CONSIGNES
(1) Dans le billet sur la maison d'édition Reines de Coeur, par quel sigle la maison est-elle désignée ?
(2) Prolongez le billet sur la maison d'édition Reines de Coeur à partir de sa dernière phrase.

EXTRAIT DE PAGE
Éditer ou ne pas éditer : telle est la question !

Romance lesbienne

Reines de Coeur : une maison d’édition lesbienne

Quand nous avons lancé le projet de la maison d’édition lesbienne R2C, nous l’avons fait par amour pour vous. On voulait vous proposer des lectures divertissantes qui vous combleraient de bonheur ! Mais, comme le but de ce blog n’est pas de vous mentir, on l’avoue, le geste purement désintéressé n’existe pas. Nous étions également très contentes à l’idée de lire en avant-première plein d’histoires lesbiennes 😉

Inutile de vous décrire les sauts de joie que nous faisons lorsque nous découvrons une soumission spontanée de tapuscrit. Ou moins spontanée quand il s’agit de concours, mais ça n’enlève rien au plaisir) ! Nous passons à chaque fois par toute une palette d’émotions ! Nous sommes touchées, honorées, émues, extatiques, en bref c’est l’ascenseur émotionnel à tous les coups, sachez-le !

Passé toutes ces émotions, le travail nous rattrape. Éditer ou ne pas éditer ? Ce n’est pas simple… Le but de cet article est de vous montrer un peu plus l’envers du décor. Et notamment, les paramètres auxquels on réfléchit quand on se lance dans un nouveau projet. Et nous avons aussi découvert un autre aspect très désagréable du travail : refuser des textes qui nous plaisent. Paradoxal, n’est-ce pas ? Je vais essayer d’expliquer ça pour que vous compreniez.

MATÉRIEL
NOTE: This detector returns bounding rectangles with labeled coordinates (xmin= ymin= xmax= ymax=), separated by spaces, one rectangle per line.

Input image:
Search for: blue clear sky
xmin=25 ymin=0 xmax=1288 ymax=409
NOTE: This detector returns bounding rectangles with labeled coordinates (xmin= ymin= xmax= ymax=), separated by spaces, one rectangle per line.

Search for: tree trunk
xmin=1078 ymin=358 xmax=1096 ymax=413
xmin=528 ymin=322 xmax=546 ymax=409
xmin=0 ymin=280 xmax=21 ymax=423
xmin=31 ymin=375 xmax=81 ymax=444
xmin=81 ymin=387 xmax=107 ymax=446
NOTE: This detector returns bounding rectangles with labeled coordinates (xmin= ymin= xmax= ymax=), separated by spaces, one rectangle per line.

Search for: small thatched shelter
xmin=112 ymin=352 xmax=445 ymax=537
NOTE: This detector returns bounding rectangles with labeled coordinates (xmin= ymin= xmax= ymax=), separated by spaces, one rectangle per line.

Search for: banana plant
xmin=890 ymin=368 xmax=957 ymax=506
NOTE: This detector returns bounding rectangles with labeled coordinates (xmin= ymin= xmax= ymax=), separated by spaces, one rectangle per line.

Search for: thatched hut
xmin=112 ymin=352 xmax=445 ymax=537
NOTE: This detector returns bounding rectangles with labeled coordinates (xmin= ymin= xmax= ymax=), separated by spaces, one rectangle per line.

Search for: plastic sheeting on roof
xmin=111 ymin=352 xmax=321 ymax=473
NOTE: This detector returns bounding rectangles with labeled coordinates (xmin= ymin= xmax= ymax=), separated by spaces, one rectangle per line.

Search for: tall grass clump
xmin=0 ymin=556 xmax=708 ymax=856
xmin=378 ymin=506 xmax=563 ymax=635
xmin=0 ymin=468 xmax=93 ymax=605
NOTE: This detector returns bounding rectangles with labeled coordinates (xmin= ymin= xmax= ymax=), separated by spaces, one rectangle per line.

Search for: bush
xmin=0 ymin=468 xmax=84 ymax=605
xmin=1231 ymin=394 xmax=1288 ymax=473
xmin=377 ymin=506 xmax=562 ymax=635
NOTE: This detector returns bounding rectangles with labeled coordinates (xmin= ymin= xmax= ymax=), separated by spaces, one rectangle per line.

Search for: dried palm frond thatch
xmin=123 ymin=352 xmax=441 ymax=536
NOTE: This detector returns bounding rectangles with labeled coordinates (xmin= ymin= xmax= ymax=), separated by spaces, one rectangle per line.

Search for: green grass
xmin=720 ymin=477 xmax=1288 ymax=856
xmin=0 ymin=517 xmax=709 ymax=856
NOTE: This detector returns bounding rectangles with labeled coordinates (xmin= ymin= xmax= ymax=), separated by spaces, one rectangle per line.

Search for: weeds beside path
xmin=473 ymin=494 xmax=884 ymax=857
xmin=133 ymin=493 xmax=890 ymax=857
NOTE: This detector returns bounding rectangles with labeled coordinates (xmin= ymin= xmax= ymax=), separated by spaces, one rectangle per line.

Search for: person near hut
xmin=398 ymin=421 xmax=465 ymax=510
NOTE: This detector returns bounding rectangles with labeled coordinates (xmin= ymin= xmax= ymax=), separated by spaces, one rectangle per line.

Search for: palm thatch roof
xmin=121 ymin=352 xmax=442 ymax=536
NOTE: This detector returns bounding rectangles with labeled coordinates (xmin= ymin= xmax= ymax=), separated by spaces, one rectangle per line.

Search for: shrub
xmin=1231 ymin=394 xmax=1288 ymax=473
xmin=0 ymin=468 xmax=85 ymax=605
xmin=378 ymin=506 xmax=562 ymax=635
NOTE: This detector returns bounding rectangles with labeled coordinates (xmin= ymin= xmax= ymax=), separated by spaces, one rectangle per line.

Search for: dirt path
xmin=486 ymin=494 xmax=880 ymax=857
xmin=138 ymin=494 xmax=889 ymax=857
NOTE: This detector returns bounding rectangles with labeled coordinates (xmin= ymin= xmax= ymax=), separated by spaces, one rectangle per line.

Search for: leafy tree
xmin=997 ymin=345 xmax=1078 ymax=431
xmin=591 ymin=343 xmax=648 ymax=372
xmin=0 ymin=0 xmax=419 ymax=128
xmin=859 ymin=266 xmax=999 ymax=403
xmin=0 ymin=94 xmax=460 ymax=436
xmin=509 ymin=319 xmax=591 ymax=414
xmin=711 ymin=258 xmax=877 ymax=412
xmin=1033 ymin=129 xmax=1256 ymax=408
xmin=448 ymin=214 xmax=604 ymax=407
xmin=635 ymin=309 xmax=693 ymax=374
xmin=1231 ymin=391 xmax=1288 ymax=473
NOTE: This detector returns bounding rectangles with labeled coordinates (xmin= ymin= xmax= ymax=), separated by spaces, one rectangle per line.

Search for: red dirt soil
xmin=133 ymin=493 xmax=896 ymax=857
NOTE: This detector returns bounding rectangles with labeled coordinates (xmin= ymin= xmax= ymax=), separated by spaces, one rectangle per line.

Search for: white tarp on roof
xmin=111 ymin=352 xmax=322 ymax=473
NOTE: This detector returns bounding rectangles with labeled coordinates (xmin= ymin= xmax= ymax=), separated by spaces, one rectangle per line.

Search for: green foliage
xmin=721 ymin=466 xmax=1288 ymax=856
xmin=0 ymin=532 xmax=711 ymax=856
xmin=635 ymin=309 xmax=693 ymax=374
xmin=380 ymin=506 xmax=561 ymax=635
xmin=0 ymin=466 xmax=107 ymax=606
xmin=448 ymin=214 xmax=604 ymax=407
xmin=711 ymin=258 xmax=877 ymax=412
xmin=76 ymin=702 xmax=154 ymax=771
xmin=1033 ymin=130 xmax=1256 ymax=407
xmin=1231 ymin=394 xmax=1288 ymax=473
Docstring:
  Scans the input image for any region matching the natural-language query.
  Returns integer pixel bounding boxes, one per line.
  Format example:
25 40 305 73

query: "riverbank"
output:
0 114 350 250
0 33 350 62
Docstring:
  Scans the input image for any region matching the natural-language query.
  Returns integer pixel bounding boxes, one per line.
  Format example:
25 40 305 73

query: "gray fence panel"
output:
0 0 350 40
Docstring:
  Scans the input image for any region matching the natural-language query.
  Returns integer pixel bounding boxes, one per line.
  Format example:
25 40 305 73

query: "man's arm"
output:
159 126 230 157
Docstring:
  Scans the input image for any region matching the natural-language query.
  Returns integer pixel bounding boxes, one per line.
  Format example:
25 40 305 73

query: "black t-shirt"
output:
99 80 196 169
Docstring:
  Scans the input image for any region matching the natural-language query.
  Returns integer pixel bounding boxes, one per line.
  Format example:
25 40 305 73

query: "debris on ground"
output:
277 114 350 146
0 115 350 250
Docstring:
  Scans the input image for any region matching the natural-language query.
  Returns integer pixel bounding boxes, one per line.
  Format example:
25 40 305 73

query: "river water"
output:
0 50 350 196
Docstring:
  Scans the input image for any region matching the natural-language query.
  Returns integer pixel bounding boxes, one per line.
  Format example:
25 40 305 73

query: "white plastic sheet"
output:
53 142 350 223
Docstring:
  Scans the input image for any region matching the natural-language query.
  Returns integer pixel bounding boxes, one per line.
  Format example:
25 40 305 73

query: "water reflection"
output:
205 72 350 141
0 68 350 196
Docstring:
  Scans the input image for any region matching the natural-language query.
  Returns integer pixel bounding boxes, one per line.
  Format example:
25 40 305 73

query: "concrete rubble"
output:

RÉPONSES
(1) R2C.

(2)
On aime/On n’aime pas

Pas de langue de bois : nous publions seulement des textes que nous aimons ! Mais les choses ne sont pas aussi simples que cela. Car nous ne pouvons pas nous arrêter au fait d’aimer ou de ne pas aimer. En effet, nous essayons d’être les moins subjectives possible. En étudiant la structure du texte et ses qualités objectives (scénario, style, construction…).

Si je n’aime pas, cela ne veut pas dire qu’il en sera pareil pour toutes les lectrices. Il faut donc que je me base sur quelque chose de plus tangible que ça. Même si, bien sûr, il faut que je sois la première séduite et que mon instinct me dise qu’il y a quelque chose à creuser. Comme ce n’est pas possible d’être complètement impartial, nous travaillons en équipe. Ainsi, un texte doit recevoir au moins deux avis favorables des co-créatrices de la maison d’édition lesbienne Reines de Cœur. Voire des trois dans certains cas (pour rappel nous sommes trois co-créatrices).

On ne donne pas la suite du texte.